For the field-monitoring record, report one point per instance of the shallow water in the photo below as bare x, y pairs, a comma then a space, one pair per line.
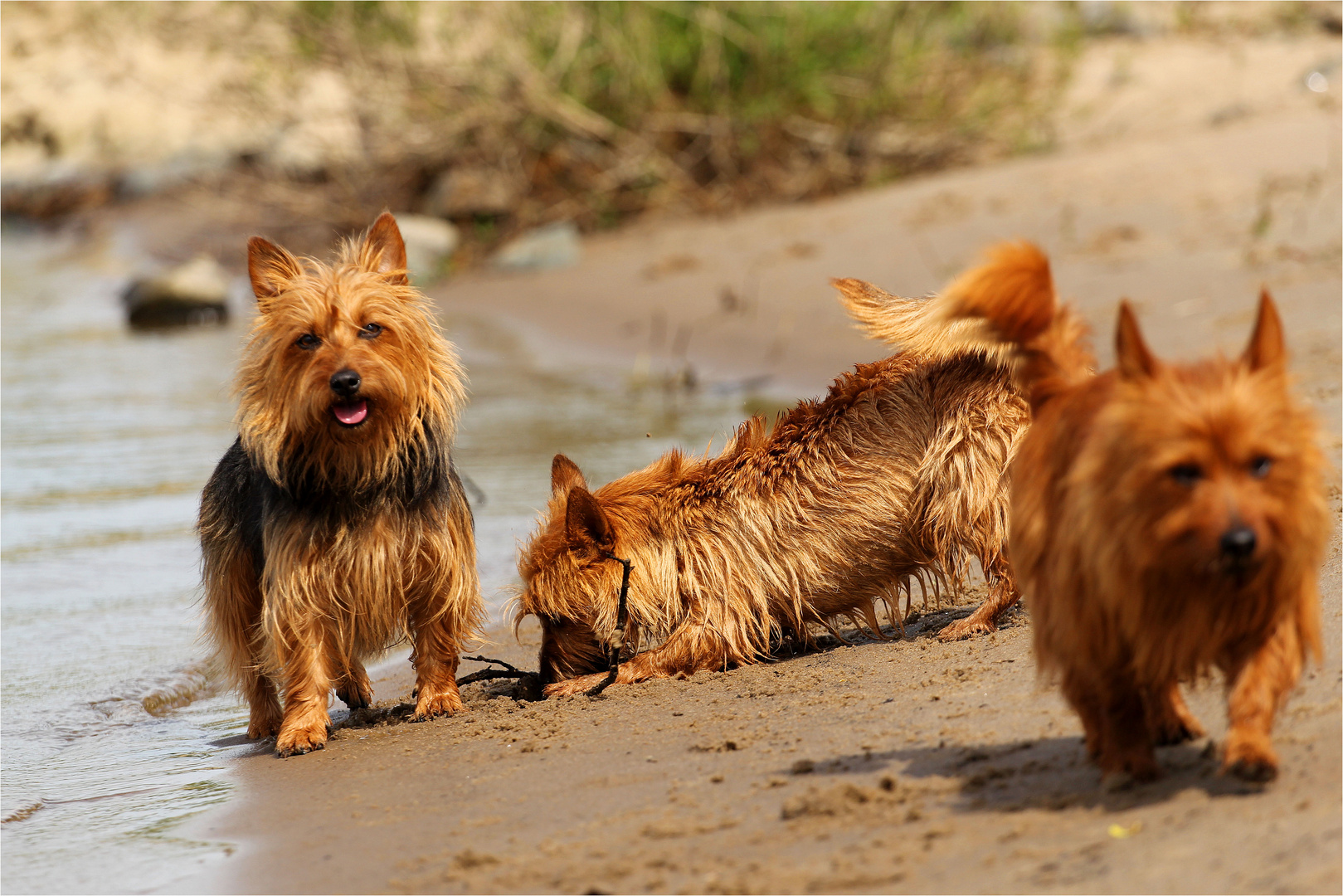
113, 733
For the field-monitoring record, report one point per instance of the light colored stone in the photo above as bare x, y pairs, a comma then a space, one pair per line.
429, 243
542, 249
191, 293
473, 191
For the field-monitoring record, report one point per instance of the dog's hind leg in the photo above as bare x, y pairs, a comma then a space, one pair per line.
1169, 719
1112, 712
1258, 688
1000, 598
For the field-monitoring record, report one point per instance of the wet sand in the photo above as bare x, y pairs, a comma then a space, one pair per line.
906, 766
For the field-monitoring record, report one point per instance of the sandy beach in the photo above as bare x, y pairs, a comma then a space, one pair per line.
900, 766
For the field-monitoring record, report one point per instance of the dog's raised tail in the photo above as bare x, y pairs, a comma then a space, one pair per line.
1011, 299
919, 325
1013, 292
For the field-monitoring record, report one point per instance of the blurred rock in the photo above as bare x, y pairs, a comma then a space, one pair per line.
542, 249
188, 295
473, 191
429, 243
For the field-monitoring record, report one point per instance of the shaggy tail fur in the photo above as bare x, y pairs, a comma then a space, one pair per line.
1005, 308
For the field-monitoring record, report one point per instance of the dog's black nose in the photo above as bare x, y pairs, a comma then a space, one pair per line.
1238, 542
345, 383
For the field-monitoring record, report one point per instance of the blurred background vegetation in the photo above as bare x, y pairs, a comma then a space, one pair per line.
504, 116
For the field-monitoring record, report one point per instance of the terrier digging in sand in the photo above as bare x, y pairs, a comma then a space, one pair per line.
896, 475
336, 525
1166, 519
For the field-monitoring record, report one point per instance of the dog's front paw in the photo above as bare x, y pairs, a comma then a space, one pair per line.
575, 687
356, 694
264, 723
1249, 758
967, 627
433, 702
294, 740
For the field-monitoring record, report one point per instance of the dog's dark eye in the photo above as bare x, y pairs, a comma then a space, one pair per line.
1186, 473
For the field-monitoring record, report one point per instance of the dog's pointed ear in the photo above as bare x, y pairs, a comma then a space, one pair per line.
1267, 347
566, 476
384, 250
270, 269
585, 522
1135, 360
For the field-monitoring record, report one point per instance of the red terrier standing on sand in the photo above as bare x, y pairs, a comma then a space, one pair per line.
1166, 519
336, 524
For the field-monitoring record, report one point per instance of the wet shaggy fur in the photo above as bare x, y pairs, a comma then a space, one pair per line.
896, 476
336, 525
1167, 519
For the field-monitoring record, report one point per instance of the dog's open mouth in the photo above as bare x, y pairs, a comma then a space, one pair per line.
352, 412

====================

→ **Exercise requirements**
Please transcribe each line above exactly, but leave the images out.

→ **Your solution**
For the field-monitoring record, report one point per instance of the shallow water in the photo below as bare x, y pairs, a comma then a space, one pair per line.
113, 733
For the field-monitoring record, report one point per instance of the light colored stone in the photo above as bare x, y pairs, a comma then a space, one pair per line.
429, 243
542, 249
191, 293
473, 191
For the field-monitoring record, report one point per instance of the dog's hind leg in the photo above as bare x, y pairs, a comma then a space, one pair per line.
1169, 719
1112, 712
1258, 688
1000, 598
For the field-monitoring record, report one point per instance of the wet sand in the photo above as bare x, y pairs, a comma then a space, one pair per line.
906, 766
For the field-monitoring record, report one point per instance of the sandy beach in the photo above as bare x, y pairs, a comma then a space, one pair per line.
900, 766
For the field-monitoring record, report one point per instance of the dog's raised tail in the photo above as bare x, y pairs, a comma then a space, one pair per line.
1011, 299
919, 325
1013, 292
For the field-monitoring record, report one point per instance of the blurred rock in the photo above as bare x, y pairs, a comma then a space, one pair per line.
542, 249
188, 295
473, 191
429, 243
For the field-monitoring record, report one point per instance of the shaggy tail fur in the photo above as bare x, y pairs, a comma then a space, one pair per line.
1005, 308
For the field-monitoring record, report one point per instance of the dog's black nose in the photo above as bare x, y pairs, a comma then a space, one pair per line.
1238, 542
345, 383
For the field-monitoring record, report one point per instance of the blurred background vegetation in the photo above as bare x, y pairs, a comma then a space, one pair per line.
504, 116
For the field-monitoring record, report one point per instance of the terrier digging in sand in the photo above as bare x, y pairs, a comma then a space, one pair per line.
896, 475
336, 525
1166, 519
For the field-monitoring record, report one point per instance of the dog's front paw in the photo above as bare x, y pairs, a comma then a space, one pair per line.
575, 687
356, 694
264, 723
1249, 758
967, 627
433, 702
294, 740
For the field-monitoring record, report one point per instance of the dog's dark eye in the photo above as bare x, y pairs, a comma then a space, one pair per line.
1186, 473
For the field-monitoring record, report one point per instance of the dog's pointed ear in the photo above as bare x, y pairs, a comma then a space, one pair per line.
1267, 347
566, 476
384, 250
270, 269
585, 522
1135, 360
For the field-monitoring record, report one point per instance of the red terrier standing on sand in the photo above as bare x, y pairs, a comma then a space, one pair per line.
1166, 519
336, 524
For the field-monitoring record, report one point per instance of the wet shaggy fur in the photo above as bare x, y pairs, a comma then a space, one pair per line.
896, 476
336, 525
1167, 519
For the field-monitoring record, report one point per instance of the dog's open mouth in the photo above as bare x, y pairs, a comma then a space, one pair per line.
352, 412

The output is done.